◆ **THE TASK**
Change every "gets one dot" in the data below to "receives one point", leaving the rest of the lines unchanged.

*** RECORDS FOR PROCESSING ***

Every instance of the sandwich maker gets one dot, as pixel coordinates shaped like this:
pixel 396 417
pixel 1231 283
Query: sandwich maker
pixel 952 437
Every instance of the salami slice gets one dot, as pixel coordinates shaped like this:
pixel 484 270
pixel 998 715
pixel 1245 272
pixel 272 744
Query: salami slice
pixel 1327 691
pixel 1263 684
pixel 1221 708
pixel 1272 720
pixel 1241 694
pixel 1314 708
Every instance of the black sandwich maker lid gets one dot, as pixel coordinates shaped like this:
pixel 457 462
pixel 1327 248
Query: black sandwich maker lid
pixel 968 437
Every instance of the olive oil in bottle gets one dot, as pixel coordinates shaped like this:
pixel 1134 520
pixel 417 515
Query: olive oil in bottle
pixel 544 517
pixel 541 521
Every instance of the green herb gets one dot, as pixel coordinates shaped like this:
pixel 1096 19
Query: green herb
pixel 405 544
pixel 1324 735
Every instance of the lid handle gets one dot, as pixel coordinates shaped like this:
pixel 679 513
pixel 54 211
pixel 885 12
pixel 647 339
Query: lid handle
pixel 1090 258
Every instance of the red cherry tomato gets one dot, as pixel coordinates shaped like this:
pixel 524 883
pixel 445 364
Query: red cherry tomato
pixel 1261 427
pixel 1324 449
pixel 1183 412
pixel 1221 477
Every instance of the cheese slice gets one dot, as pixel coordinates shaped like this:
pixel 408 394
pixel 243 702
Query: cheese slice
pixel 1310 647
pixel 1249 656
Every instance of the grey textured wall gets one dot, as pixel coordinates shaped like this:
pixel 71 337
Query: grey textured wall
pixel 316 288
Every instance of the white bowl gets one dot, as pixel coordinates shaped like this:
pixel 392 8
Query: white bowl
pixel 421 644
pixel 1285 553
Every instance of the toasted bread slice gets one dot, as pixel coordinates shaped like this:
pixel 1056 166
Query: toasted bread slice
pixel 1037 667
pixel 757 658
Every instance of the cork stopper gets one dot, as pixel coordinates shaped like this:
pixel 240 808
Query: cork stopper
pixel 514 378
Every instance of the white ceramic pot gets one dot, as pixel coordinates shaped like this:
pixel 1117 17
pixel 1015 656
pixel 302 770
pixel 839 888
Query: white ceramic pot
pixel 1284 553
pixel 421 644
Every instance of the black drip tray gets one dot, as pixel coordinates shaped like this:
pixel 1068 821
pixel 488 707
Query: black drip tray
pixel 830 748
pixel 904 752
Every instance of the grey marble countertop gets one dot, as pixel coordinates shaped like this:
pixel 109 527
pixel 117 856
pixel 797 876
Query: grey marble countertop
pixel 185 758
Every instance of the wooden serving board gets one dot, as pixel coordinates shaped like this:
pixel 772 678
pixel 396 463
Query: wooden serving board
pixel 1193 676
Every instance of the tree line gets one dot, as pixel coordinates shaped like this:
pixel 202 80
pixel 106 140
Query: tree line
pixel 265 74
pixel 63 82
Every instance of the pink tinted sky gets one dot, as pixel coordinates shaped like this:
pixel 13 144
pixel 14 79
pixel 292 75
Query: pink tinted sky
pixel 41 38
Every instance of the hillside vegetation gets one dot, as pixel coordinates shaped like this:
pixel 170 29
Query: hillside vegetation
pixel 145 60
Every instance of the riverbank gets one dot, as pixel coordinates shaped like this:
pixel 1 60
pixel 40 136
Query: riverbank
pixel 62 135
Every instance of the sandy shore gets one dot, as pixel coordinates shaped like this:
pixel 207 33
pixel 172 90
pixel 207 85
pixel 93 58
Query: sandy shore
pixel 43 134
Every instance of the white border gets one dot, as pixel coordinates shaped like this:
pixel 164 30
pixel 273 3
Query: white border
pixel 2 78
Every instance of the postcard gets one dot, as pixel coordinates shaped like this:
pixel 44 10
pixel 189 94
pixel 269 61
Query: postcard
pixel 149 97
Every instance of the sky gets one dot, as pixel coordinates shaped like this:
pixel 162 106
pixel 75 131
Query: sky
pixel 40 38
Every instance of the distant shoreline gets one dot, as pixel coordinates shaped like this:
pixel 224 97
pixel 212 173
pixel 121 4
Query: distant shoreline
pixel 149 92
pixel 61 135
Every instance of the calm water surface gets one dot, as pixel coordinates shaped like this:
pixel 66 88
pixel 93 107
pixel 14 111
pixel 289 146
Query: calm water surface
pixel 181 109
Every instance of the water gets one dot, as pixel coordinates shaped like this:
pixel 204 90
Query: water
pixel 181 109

***

◆ **OUTPUT FOR THIS EXERCISE**
Every instance of the sandwich maker receives one point, as pixel coordinates shaped like this:
pixel 396 417
pixel 1231 283
Query: sandwich maker
pixel 952 437
Every instance of the salami slice receives one point, as pixel coordinates shaped like this:
pixel 484 270
pixel 998 715
pixel 1245 272
pixel 272 744
Query: salami slice
pixel 1327 691
pixel 1263 684
pixel 1221 708
pixel 1272 720
pixel 1241 694
pixel 1314 708
Every instance of the black sandwich maker lid receives one point, as pixel coordinates shaped like this:
pixel 457 462
pixel 1327 248
Query: black sandwich maker lid
pixel 968 437
Every instance of the olive oil in bottle receives one point, as pixel coordinates shaped like this:
pixel 1134 520
pixel 417 515
Query: olive oil in bottle
pixel 544 517
pixel 541 521
Every instance of the green herb receives one point, as pixel coordinates shaped like this:
pixel 1096 19
Query: green herb
pixel 405 544
pixel 1324 735
Every instance of the lid handle receives one point, as pixel coordinates shaped like this:
pixel 679 513
pixel 54 211
pixel 885 12
pixel 647 339
Query: lid handle
pixel 1090 258
Every instance of the red cherry tomato receives one point, as pixel coordinates shaped like this:
pixel 524 883
pixel 445 364
Query: red cherry tomato
pixel 1261 427
pixel 1324 449
pixel 1183 412
pixel 1221 477
Every instance of the cheese slice receives one point, as pixel coordinates shaped like this:
pixel 408 394
pixel 243 702
Query: cheese slice
pixel 1310 647
pixel 1249 656
Every instance of the grey textured wall receives one point, as pixel coordinates shaped like this:
pixel 71 337
Query: grey textured wall
pixel 316 288
Every instance of the white bowl receives one point, as pixel coordinates shaped like this:
pixel 392 8
Query: white bowl
pixel 421 644
pixel 1285 553
Every instance of the toasted bread slice receives one point, as pixel coordinates shaped like this:
pixel 1056 166
Query: toasted bread slice
pixel 1037 667
pixel 757 658
Every instance of the cork stopper receives one point, as pixel coordinates shaped like this:
pixel 240 808
Query: cork stopper
pixel 514 378
Every instance of the white ceramic pot receives one point, as pixel coordinates shaped like this:
pixel 1117 17
pixel 1015 656
pixel 302 770
pixel 839 888
Query: white ceramic pot
pixel 1284 553
pixel 421 644
Every instance of the black drip tray receives one point, as pixel coordinates shaped like this:
pixel 1068 821
pixel 488 707
Query: black drip tray
pixel 830 748
pixel 904 752
Every instance of the grey marble countertop receives one point, as pixel coordinates shaped like this:
pixel 109 527
pixel 117 856
pixel 797 876
Query: grey marble countertop
pixel 185 758
Every instance of the wooden serving board receives one point, as pixel coordinates shaped like this:
pixel 772 678
pixel 396 463
Query: wooden serving board
pixel 1193 676
Every instance of the tree line receives one point, as pixel coordinates shaped like this:
pixel 202 80
pixel 106 140
Query: tree line
pixel 265 74
pixel 63 82
Every instance of the pink tinted sky receives one point, as pixel coordinates shaped like this:
pixel 13 144
pixel 14 79
pixel 292 75
Query: pink tinted sky
pixel 41 38
Every instance of the hillside vegetation receives one point, as pixel coordinates shaped like this:
pixel 170 29
Query: hillside vegetation
pixel 145 60
Every instance of the riverbank receives one point, as pixel coordinates shaped like this:
pixel 1 60
pixel 40 136
Query: riverbank
pixel 62 135
Every instance of the sandy shore receives one point, as pixel coordinates shaped like this:
pixel 207 33
pixel 172 90
pixel 207 85
pixel 93 58
Query: sandy shore
pixel 43 134
Every instance of the white border receives one point, as pixel coordinates shaped like this:
pixel 164 30
pixel 273 3
Query: white border
pixel 2 78
Every instance of the postcard receives one point, as pixel coordinates shaped like this:
pixel 44 10
pixel 189 94
pixel 269 61
Query: postcard
pixel 149 97
Every instance of the sky receives one point, as pixel coordinates shaped like this:
pixel 162 106
pixel 75 131
Query: sky
pixel 40 38
Every instance of the distant shoreline receives one point, as pixel coordinates shaped like this:
pixel 224 97
pixel 212 173
pixel 121 4
Query: distant shoreline
pixel 149 92
pixel 61 135
Every instance of the calm water surface receives one point, as pixel coordinates shaped like this:
pixel 66 88
pixel 93 107
pixel 14 111
pixel 289 146
Query: calm water surface
pixel 181 109
Every instance of the water receives one point, as pixel coordinates shaped like this:
pixel 204 90
Query: water
pixel 181 109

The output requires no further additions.